Exercise directions:
Render the data as a Markdown table with the columns Row and Line. Start at the line containing "Where can the backwards", go on through the end of the data, and leave out blank lines.

+++ Material provided

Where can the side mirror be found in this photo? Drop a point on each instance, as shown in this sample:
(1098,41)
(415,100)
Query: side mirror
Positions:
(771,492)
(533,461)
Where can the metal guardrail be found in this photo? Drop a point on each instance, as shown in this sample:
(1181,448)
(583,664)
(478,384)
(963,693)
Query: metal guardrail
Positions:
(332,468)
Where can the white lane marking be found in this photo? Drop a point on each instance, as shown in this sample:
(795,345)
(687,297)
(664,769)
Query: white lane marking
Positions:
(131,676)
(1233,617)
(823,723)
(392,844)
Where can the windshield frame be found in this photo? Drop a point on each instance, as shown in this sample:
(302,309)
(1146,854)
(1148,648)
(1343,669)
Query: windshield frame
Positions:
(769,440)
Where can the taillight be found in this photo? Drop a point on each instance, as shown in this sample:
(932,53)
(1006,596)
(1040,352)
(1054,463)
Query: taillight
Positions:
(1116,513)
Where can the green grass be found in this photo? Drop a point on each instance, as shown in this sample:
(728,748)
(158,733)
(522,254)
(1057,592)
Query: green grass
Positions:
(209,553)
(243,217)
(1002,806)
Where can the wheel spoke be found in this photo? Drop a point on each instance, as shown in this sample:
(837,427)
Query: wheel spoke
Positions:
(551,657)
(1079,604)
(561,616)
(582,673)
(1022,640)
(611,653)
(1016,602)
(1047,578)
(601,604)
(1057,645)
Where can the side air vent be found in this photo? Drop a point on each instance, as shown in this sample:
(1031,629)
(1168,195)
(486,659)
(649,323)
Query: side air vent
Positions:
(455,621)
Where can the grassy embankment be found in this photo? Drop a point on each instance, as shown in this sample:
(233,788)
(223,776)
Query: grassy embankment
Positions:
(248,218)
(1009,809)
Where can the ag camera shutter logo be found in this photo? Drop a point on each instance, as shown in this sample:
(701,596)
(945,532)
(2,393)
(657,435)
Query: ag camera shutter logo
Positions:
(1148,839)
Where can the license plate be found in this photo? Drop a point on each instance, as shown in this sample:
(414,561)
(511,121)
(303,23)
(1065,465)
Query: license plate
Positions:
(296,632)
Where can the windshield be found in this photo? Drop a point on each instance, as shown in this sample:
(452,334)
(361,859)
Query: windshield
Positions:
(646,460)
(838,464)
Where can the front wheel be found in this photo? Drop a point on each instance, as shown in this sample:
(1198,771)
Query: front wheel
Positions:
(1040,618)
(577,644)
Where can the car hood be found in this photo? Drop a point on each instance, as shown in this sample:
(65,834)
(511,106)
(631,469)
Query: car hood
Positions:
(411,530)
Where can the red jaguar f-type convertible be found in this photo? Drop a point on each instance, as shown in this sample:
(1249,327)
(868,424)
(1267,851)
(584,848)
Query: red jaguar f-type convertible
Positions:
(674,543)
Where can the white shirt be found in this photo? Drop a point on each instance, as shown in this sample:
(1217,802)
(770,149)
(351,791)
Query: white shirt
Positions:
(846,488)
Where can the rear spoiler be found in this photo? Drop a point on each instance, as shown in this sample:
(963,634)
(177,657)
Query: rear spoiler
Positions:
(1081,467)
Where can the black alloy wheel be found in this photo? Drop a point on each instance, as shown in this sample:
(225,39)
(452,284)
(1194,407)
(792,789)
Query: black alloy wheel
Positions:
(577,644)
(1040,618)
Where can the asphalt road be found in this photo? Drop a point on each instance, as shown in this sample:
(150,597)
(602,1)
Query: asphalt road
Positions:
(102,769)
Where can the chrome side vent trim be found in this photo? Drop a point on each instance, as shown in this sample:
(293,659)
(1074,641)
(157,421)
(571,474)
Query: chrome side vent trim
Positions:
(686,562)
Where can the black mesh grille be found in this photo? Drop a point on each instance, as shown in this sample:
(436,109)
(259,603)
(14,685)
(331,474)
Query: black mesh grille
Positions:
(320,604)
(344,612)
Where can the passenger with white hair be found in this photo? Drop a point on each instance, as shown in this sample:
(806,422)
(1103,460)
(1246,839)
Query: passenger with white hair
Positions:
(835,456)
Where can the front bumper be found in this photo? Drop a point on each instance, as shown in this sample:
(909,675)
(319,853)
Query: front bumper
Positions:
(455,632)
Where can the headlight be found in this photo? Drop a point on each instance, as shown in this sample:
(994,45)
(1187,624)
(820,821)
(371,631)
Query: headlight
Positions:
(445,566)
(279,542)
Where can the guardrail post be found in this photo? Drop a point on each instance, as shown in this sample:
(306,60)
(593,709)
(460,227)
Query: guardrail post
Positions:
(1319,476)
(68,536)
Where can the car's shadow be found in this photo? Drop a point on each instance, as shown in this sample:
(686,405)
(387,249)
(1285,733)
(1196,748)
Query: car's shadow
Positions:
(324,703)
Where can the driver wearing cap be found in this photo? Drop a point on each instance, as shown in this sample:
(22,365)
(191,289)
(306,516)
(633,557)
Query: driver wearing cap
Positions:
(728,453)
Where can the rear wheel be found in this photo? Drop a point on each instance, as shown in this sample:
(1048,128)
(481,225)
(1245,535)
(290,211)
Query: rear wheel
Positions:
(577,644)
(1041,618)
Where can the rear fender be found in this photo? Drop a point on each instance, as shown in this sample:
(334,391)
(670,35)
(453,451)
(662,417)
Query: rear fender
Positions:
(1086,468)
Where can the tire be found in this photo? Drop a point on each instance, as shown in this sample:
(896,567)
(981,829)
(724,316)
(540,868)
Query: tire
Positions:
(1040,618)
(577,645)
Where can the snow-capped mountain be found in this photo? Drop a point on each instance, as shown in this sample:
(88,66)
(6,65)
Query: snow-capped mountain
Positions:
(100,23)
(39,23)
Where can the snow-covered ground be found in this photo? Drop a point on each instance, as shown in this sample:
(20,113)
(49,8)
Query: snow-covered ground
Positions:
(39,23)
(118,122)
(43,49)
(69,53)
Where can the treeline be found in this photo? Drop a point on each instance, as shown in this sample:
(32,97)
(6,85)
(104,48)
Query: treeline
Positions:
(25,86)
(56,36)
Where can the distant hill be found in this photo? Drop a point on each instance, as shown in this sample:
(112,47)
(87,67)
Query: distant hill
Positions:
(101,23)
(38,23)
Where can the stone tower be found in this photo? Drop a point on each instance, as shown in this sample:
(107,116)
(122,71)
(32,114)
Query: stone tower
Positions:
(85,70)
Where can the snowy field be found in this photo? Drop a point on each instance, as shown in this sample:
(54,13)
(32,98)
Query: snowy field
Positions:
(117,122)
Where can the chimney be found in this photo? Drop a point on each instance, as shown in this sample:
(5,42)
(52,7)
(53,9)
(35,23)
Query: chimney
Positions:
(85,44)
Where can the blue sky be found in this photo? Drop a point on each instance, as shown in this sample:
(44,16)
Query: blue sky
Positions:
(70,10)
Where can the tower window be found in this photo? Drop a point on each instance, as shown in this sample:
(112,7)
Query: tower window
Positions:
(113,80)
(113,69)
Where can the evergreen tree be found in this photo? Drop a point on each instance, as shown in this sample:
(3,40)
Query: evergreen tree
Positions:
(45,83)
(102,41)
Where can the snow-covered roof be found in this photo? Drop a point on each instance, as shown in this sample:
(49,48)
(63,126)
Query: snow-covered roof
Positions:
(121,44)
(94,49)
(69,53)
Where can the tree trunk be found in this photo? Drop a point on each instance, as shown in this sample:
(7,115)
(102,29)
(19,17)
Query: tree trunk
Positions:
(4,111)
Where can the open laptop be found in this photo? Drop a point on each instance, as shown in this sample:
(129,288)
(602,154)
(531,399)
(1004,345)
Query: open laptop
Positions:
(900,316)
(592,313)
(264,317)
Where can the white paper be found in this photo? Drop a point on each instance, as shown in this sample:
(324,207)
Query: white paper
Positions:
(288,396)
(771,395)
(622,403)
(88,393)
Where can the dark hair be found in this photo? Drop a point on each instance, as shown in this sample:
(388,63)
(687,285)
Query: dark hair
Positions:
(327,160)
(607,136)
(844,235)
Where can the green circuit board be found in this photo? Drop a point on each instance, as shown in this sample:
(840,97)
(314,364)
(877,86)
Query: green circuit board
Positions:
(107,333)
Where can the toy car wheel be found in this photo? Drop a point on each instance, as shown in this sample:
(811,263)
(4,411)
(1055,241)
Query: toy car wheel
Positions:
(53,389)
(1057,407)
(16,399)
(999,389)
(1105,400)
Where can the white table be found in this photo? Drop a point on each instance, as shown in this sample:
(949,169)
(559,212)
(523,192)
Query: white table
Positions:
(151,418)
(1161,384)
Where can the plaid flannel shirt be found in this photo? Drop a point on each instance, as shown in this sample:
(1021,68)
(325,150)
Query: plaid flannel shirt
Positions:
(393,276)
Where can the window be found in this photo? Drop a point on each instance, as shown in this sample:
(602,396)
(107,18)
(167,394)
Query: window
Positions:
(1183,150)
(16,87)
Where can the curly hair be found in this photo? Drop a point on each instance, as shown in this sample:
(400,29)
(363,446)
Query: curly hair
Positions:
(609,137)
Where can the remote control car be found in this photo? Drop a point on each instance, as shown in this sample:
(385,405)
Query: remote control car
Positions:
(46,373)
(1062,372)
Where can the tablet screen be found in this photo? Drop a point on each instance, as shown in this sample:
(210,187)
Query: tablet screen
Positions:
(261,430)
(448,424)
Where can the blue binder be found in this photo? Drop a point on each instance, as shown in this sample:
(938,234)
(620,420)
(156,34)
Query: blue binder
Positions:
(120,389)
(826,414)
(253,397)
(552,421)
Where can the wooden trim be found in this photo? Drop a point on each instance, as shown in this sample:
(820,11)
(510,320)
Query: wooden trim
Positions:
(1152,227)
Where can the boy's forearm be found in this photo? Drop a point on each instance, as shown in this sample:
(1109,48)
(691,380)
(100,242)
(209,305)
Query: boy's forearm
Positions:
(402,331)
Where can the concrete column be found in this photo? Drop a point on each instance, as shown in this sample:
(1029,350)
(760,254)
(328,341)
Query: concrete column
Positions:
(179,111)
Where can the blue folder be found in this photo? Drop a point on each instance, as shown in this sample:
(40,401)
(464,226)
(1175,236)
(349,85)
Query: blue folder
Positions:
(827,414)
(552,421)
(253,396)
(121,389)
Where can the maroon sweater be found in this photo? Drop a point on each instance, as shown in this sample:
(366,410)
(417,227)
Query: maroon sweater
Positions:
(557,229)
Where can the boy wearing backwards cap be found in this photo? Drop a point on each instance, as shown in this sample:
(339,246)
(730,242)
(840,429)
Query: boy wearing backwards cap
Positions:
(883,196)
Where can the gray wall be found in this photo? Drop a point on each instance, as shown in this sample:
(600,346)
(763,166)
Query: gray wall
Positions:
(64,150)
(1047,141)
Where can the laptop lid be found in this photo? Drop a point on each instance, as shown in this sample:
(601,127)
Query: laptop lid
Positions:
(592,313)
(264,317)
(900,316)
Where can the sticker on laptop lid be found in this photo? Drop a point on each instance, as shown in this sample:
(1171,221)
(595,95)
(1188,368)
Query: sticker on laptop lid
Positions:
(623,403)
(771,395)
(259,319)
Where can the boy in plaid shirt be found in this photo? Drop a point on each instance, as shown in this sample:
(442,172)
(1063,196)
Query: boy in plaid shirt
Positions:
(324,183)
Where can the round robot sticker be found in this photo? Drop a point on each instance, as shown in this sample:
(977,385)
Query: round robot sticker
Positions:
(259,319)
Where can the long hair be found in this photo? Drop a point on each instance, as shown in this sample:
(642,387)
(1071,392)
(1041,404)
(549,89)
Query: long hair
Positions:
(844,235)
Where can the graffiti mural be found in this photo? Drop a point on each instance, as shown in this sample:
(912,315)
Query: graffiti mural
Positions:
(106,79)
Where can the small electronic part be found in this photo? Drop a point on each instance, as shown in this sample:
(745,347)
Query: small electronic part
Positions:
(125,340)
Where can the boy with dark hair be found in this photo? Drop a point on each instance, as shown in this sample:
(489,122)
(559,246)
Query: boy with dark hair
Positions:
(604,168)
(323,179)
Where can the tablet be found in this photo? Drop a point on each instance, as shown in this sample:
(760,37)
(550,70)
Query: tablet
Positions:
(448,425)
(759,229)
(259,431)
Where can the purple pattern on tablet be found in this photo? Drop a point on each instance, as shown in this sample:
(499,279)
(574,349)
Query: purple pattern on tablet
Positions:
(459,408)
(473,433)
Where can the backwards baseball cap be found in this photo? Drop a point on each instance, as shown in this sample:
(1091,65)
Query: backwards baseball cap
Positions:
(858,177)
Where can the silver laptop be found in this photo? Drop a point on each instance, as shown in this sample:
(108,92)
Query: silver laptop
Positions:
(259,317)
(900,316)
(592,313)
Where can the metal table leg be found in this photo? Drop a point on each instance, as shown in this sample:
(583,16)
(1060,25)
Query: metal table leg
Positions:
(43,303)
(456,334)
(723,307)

++++++

Finished exercise:
| Row | Line |
|---|---|
| 1 | Where can the backwards baseball cap be found in this photo? Drop a point on each instance, as shown in this sample: |
| 2 | (1091,65) |
| 3 | Query: backwards baseball cap |
| 4 | Positions: |
| 5 | (858,177) |
| 6 | Where can the silver laptop be found in this photo? Drop a point on each instance, as shown in this sample: |
| 7 | (108,92) |
| 8 | Query: silver laptop |
| 9 | Positions: |
| 10 | (259,317) |
| 11 | (900,316) |
| 12 | (592,313) |
| 13 | Where can the metal table leg be found in this photo? Drop a point on each instance, as shown in this sample: |
| 14 | (583,16) |
| 15 | (1060,25) |
| 16 | Query: metal table leg |
| 17 | Positions: |
| 18 | (43,303) |
| 19 | (456,334) |
| 20 | (723,307) |